#### Excerpted records
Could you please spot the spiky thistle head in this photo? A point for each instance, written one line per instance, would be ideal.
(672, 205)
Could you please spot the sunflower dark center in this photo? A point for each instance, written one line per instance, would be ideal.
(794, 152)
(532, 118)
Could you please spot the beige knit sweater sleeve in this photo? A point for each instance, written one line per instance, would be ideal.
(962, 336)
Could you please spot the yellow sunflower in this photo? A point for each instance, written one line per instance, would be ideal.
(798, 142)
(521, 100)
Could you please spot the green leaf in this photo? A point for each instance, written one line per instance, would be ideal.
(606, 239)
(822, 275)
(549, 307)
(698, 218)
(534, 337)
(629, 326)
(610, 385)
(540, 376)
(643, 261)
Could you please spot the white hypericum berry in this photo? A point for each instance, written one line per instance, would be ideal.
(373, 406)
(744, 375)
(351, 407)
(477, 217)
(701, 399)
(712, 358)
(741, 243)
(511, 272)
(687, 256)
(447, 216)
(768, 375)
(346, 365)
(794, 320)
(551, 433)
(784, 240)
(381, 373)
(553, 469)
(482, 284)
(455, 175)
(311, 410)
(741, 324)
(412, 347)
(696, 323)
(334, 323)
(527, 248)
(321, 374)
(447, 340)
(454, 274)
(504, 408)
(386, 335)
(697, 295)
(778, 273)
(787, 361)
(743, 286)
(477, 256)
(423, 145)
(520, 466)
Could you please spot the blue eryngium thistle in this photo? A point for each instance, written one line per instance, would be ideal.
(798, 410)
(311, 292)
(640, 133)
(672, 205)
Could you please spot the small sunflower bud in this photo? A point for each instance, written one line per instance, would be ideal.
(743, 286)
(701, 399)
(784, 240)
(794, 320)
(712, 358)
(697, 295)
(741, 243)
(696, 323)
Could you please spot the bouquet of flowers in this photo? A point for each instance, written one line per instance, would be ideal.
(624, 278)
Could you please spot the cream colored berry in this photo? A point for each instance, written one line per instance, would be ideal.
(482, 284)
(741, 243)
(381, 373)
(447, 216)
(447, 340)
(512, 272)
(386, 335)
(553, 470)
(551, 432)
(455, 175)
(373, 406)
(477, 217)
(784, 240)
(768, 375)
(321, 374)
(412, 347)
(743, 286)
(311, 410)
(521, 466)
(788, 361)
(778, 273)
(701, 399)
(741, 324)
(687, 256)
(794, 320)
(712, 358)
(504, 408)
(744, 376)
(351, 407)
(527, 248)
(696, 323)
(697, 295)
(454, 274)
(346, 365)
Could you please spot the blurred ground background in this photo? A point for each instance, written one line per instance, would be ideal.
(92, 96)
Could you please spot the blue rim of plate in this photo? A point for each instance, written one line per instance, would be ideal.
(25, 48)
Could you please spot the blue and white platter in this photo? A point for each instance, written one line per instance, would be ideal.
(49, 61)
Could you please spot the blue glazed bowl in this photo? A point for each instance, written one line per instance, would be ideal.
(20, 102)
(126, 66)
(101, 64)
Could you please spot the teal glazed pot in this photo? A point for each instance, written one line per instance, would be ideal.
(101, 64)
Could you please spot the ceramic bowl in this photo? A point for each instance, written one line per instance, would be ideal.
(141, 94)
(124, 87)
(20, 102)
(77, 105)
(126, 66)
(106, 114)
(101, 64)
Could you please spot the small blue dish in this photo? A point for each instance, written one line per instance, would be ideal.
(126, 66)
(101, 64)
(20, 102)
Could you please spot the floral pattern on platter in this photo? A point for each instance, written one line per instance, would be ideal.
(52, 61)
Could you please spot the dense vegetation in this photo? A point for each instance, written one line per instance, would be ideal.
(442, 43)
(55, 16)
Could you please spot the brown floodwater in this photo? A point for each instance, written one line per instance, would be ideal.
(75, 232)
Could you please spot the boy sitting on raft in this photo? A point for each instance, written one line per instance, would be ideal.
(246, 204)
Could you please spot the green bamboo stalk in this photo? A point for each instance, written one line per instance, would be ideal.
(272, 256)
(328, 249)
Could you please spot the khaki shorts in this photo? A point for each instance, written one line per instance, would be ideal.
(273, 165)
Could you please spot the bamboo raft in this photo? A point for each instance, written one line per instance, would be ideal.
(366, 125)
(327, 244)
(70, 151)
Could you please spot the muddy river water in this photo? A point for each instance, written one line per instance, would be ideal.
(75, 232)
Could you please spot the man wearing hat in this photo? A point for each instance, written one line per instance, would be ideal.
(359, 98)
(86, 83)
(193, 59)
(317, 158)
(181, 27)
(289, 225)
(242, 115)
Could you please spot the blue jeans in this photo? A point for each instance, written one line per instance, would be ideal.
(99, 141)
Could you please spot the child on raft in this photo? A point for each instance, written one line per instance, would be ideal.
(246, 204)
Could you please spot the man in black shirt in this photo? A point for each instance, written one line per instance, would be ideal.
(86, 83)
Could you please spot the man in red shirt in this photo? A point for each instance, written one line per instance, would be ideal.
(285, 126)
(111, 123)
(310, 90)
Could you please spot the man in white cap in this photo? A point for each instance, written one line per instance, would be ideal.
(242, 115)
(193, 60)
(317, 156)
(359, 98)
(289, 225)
########
#### Excerpted records
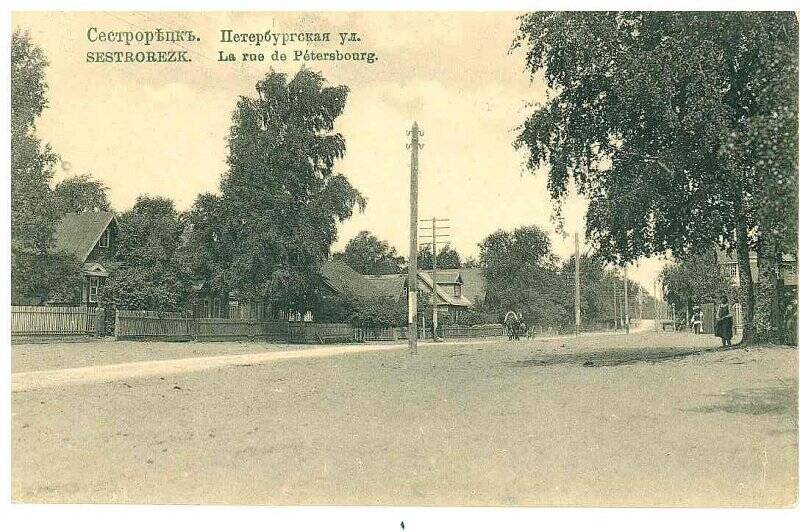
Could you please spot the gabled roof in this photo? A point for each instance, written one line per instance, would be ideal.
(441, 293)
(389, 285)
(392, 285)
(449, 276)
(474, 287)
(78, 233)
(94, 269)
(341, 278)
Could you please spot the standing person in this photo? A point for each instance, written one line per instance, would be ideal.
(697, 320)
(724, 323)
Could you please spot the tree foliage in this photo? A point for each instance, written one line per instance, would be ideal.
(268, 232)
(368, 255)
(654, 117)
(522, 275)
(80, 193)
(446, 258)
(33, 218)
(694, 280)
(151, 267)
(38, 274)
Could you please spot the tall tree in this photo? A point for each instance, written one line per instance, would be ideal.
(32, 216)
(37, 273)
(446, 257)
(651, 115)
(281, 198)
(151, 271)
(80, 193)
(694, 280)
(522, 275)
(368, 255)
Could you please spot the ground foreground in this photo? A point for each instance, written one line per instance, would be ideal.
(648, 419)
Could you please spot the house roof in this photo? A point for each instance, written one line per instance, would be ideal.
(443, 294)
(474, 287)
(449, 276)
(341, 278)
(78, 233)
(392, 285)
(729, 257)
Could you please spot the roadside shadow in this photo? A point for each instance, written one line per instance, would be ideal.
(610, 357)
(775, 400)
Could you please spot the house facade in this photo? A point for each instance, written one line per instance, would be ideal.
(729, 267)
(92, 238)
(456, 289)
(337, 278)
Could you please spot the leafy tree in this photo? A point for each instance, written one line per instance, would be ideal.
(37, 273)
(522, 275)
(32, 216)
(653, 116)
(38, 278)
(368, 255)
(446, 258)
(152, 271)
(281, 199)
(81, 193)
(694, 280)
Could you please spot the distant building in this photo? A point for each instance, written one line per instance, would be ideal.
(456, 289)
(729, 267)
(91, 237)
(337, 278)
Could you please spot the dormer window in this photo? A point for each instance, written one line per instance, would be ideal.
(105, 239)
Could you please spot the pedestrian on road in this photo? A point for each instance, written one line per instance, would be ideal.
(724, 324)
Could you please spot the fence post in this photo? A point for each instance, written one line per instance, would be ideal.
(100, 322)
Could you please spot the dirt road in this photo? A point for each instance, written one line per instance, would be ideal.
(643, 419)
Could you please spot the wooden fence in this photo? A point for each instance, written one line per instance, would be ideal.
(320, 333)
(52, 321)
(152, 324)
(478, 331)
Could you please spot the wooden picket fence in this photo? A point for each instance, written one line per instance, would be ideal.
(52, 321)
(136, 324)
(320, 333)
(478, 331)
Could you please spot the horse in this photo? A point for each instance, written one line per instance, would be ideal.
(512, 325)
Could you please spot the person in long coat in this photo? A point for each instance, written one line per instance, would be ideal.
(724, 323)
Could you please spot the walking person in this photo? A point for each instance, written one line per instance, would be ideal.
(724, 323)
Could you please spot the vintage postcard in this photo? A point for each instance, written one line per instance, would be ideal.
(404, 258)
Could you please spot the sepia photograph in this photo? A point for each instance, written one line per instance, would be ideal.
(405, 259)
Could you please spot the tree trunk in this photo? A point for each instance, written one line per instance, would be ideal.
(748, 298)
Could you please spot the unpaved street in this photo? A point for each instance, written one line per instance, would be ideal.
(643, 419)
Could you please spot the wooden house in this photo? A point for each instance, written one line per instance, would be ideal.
########
* Task to complete *
Write out everything from the line containing "Could you please spot the fence" down to the line containing "Could you please spot the wooden house", swapping "person" for "figure" and leaving the rest unchanged.

* Solution below *
Could you please spot the fence post in this photo? A point for each instance, written one line per instance, would be ideal.
(100, 322)
Could you please spot the dirt road in this photo? A point for each instance, written one line per instance, would be ideal.
(643, 419)
Could you please spot the wooden fence in this photo? A point for each instance, written one line per instance, would be ideal.
(320, 333)
(52, 321)
(152, 324)
(478, 331)
Could you please spot the wooden picket fence in this photo? A point for each instance, written one line per instance, would be ideal.
(52, 321)
(136, 324)
(320, 333)
(478, 331)
Could you please spot the horse in this photo? A point for each instance, written one line per instance, would be ideal.
(512, 325)
Could you please spot the figure in long coat in this photo? A point for each instance, written one line per instance, would be ideal.
(724, 323)
Could you please spot the walking figure in this photo? A point for each instance, written one line per instance, would be ideal.
(724, 323)
Could you please spot the vintage postcard in this photo? A point for each instance, written one line per instance, would be ideal.
(404, 258)
Could you please spot the sepia photograph in this photo? A point for each instance, written one line per instance, would be ideal.
(405, 259)
Could you please spot the tree trunk in this photo? A point for each instance, written one line per instance, would be ideal.
(748, 298)
Could you please spot the unpaved street in this photo? A point for each instance, written one line per instance, would be ideal.
(643, 419)
Could you please spot the wooden house in this photo? A point for each instance, written one line per instance, would be ideal.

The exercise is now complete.